◆ **SOURCE**
----

ANN: XML and Databases article

Thu Sep 9 01:40:12 BST 1999

[Ron Bourret:]

> I've read Paul's tutorial and the GroveMinder summary on the Web, so
> let's see if I've got this straight.  A grove is basically a
> property set, broken down into classes, each of which has
> properties. There are probably relationships between those
> classes. For example, a grove for XML could have classes for
> elements, attributes, entities, and so on, where the element class
> points to the attribute class. A grove for a relational database
> would have classes for tables, columns, etc., where the table class
> points to the column class.

Pretty close, but not quite on the money.  First of all, a
terminological problem: A grove is the set of objects that results
from understanding (parsing and processing) some particular logical
resource.  No grove is made from more than one logical resource (I say
"logical" resource because some single resources are distributed in
multiple physical containers).  However, more than one grove can be
made from a single resource.  This is because resources have multiple
layers.  For example, in the case of XML documents, there is always
the XML syntax layer of "understanding".  The property set (schema)
for this layer is probably strongly reminiscent of the DOM.  However,
there are one or more vocabularies used in every XML document (there's
always at least one because the element types have names, even if
there's no DTD).  The semantics of these vocabularies may imply
"emergent properties" of the information contained in the resource,
and there can be a property set for each vocabulary's emergent
properties.  So preparing a single resource for application-internal
exploitation may involve creating groves for each vocabulary.  By
giving names to the emergent properties of vocabularies, such property
sets can be, in effect, APIs to the semantics of each vocabulary, thus
opening the way for vocabulary-specific software engines, and for far
more reliable cross-application information interchange than the Web
has ever seen.

So, instead of saying, 

> A grove for XML could have classes for elements, attributes,
> entities, and so on, where the element class points to the attribute
> class.

 ... you might better have said any one of the following (this has to
 be said with extreme precision, so look closely):

| A property set for the XML language could have classes for elements,
| attributes, entity references, and so on, where the element class
| has, as one of its nodal properties an "attribute specification
| list" property, whose value is a list of "attribute value
| specification" nodes.

 or:

| The primary grove form of an XML resource could have nodes
| conforming to the "element", "attribute specification", and "entity"
| classes, and so on, where the "element" class has, as one of its
| properties, an "attribute specification list" property, whose value
| consists of a list of nodes that all must be of the class "attribute
| value specification".

----

◆ **SOURCE DATA**
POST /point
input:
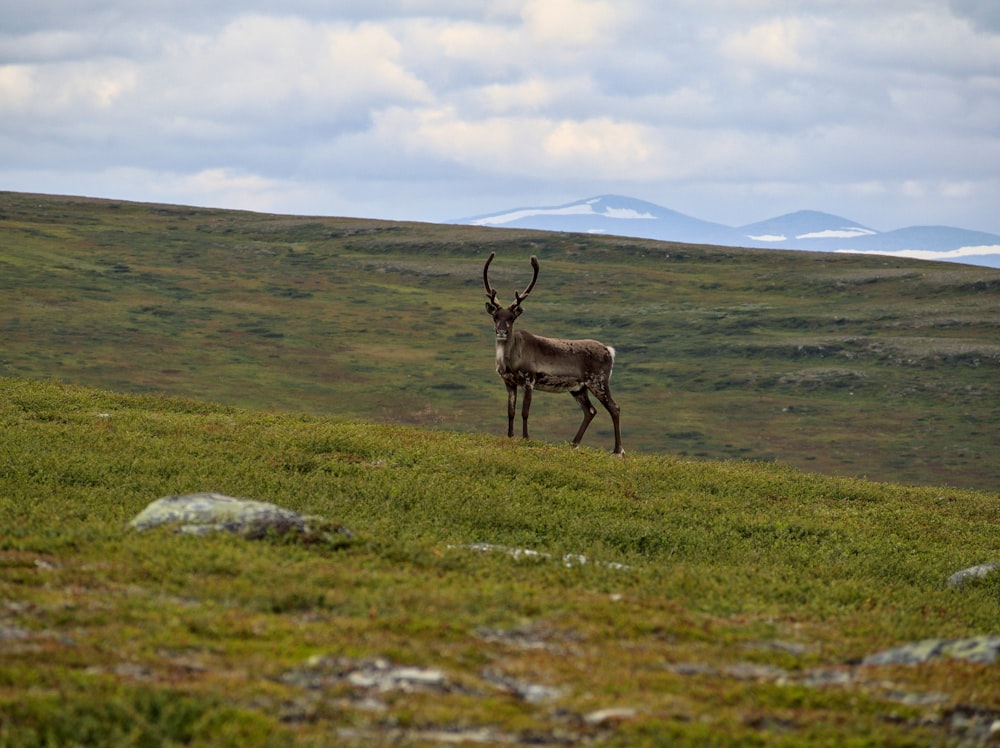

----

◆ **WHAT YOU WILL DO**
Retype the part of the grove discussion above that opens with the words containing "Thu Sep 9 01:40:12" and closes with "the column class.", keeping every word and mark unchanged.

◆ **SOLUTION TO THIS PROBLEM**
Thu Sep 9 01:40:12 BST 1999

[Ron Bourret:]

> I've read Paul's tutorial and the GroveMinder summary on the Web, so
> let's see if I've got this straight.  A grove is basically a
> property set, broken down into classes, each of which has
> properties. There are probably relationships between those
> classes. For example, a grove for XML could have classes for
> elements, attributes, entities, and so on, where the element class
> points to the attribute class. A grove for a relational database
> would have classes for tables, columns, etc., where the table class
> points to the column class.